Scan the records for the string "white" and copy every line that holds it.

[Region pointing data]
__________

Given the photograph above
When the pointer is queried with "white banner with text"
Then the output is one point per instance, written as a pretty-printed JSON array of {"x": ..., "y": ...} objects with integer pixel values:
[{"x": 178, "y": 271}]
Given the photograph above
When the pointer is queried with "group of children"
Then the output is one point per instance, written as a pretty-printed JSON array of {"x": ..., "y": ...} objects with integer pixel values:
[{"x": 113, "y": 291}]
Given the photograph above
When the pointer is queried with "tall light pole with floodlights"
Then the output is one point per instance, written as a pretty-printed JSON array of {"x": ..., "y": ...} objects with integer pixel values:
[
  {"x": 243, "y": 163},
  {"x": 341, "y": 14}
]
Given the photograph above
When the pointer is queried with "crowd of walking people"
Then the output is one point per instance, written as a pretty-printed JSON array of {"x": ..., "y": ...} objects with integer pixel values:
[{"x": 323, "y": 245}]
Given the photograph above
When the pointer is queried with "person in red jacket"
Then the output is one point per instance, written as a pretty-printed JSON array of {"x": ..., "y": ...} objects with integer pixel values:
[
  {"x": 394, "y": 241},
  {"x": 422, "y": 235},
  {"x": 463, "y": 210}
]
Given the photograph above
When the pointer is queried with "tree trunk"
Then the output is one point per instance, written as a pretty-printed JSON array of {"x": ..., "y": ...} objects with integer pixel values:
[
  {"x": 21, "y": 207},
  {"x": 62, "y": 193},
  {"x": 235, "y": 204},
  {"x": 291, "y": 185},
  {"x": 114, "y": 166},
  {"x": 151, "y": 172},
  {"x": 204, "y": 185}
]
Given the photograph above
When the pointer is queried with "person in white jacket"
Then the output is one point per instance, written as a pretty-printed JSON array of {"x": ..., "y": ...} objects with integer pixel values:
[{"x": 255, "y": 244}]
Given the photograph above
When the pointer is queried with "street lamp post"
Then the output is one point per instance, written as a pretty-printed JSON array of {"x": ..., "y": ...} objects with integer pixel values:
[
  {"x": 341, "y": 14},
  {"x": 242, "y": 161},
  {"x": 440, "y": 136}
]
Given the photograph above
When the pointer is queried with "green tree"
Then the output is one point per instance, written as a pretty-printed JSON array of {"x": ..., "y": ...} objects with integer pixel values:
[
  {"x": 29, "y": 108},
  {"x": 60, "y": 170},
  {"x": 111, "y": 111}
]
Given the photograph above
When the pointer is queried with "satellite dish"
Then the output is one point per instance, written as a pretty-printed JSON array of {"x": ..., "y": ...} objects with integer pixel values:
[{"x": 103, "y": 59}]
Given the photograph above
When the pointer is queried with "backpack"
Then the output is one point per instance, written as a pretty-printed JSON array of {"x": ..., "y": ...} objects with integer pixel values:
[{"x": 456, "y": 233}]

__________

§ SOLVED PROBLEM:
When the pointer is queried with "white banner with text"
When the pointer is queried with "person in white jacket"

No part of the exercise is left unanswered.